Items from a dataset

===

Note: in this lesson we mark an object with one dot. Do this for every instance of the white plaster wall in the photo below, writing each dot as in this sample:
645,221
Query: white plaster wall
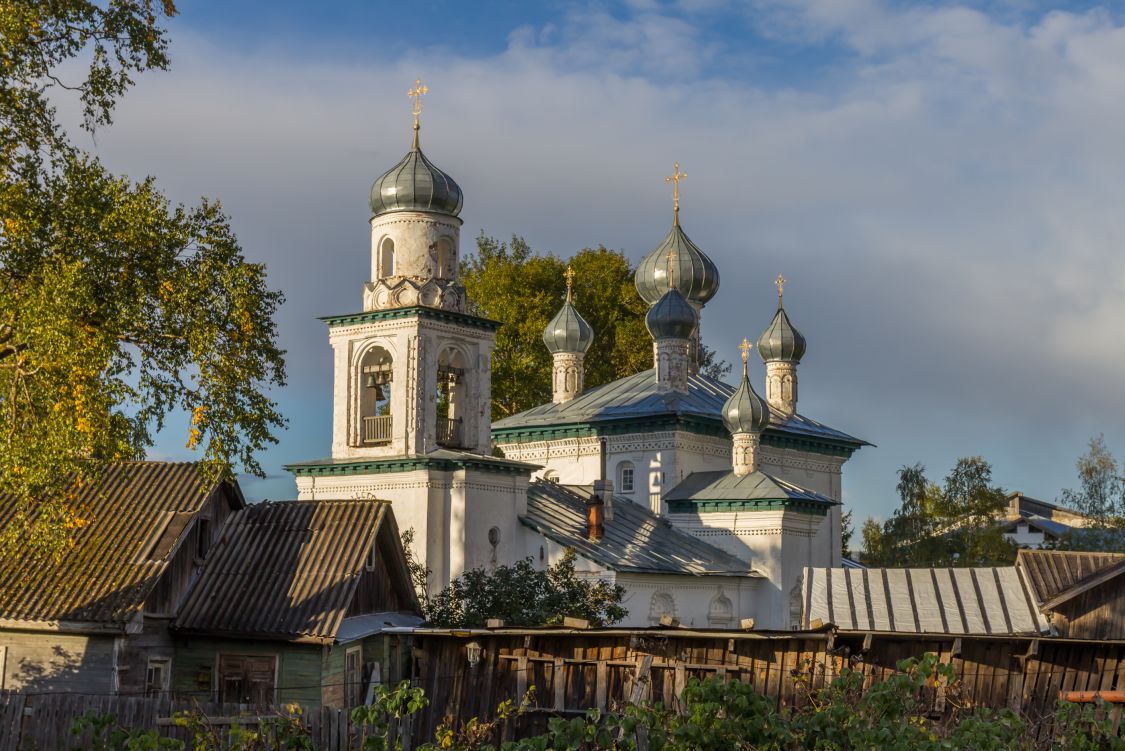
414,345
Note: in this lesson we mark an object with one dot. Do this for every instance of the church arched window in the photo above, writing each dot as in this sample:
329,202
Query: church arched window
386,258
721,612
375,382
626,477
452,399
660,605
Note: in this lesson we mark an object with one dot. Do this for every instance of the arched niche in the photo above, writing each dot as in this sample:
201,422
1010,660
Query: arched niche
444,259
375,377
386,258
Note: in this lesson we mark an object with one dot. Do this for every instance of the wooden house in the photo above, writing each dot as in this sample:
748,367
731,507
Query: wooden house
1082,595
96,618
294,604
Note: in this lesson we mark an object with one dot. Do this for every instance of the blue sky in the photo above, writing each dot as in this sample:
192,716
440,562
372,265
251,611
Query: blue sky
941,182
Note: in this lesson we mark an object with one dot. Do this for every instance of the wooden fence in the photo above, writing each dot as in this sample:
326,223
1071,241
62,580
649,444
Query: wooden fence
573,670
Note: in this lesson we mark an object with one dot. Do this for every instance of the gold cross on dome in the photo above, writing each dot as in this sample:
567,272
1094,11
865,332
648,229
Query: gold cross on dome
674,179
415,93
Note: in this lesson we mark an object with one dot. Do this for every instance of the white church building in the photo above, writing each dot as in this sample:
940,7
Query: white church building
704,500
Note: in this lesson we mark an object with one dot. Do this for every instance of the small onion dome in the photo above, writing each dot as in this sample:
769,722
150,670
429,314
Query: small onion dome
781,341
568,332
695,274
672,317
745,412
415,184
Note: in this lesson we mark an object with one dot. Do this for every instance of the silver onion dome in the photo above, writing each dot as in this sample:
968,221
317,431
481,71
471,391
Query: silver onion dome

===

• Written request: Copy the items from the line with "of the silver" through the end of the items, swapping "silver" for "gold" and keeping everything else the same.

• Written response:
Note: in this lesson we mark an object with one dot. Do this for every instance of the gold onion dome in the photo above, writing each dot as in this sample:
968,221
317,431
481,71
471,391
Query: gold onion dome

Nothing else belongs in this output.